- Page text

####

Mathcounts: Difference between revisions

MathCounts is a middle school math competition held in the United States. Its founding sponsors include the CNA Foundation, National Society of Professional Engineers, and the National Council of Teachers of Mathematics.

MathCounts is a contest designed for sixth, seventh and eighth graders. Therefore, the subject matter of the contest does not contain mathematical topics beyond geometry. For example, complex numbers, calculus, and trigonometric identities are not featured in the contest. Instead, the contest places an emphasis on advanced problem solving skill within traditional middle-school mathematics.

The competition is divided into four levels: school, chapter, state, and national. However, the school round is optional and does not have to be used to determine the team sent from each school. Each school is allowed to send one team of four students, plus four individuals, to the chapter competition. Individuals' scores are not credited towards their teams, even if they score better than first-string teammates. However, they are eligible to win individually.

####

- Data section
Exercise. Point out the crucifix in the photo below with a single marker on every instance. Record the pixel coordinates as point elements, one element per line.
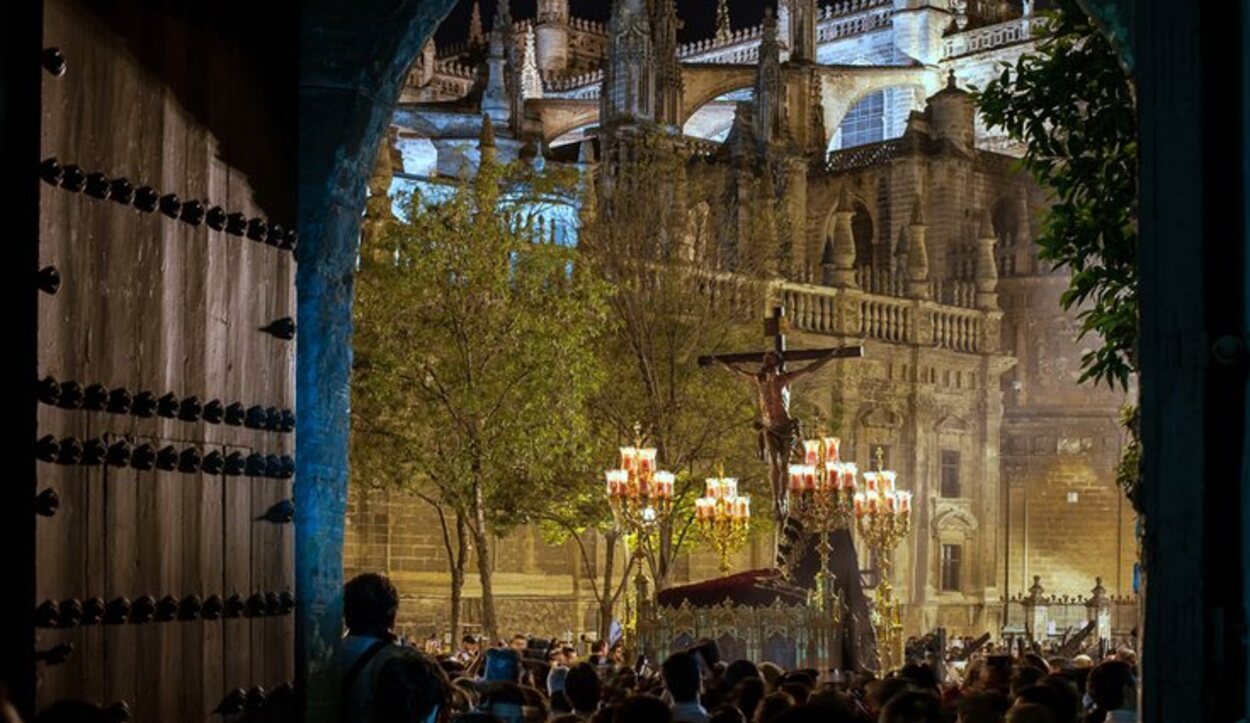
<point>779,432</point>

####

- Description of the task
Extend the passage on the MathCounts competition, beginning immediately after its final sentence.

- Output for this task
High-ranking students and teams from each chapter competition progress to the state-level competition. The exact number of qualifiers varies from chapter to chapter. At the state level, the top four individuals progress to nationals as a single team representing the state. As a result, a state team is typically comprised of students from different schools. Every student and coach who participates in the national competition receives a free graphing calculator, donated by sponsor Texas Instruments; in 2004, the prize was a TI-83 Plus Silver Edition. In the past, TI-85s, TI-89s, and TI-92s have been distributed. The 2005 prize was a TI-84 Plus Silver Edition. The 2006 prize is also a TI-84 Plus Silver Edition.

The standard MathCounts competition contains four rounds: Sprint, Target, Team, and Countdown. At the National and some state competitions, the top four contestants, determined by the Countdown Round, participate in the Masters Round. Some state competitions add extra rounds, such as the Speed Round.

In the Sprint Round, contestants solve a written exam consisting of 30 problems with a time limit of 40 minutes. There are no penalties for incorrect answers. Calculators are not permitted, and contestants work individually.

Questions in the Sprint Round are usually the easiest of all of the problems in the written individual contests due to the fact that the Sprint Round tests contestants' abilities to solve problems within a tight time constraint.

The Target Round contains four two-problem mini-examinations, for which 6 minutes are allowed per pair. The problems in the Target Round are significantly more difficult than most of the problems in the Sprint Round. Calculators are permitted, and contestants work individually.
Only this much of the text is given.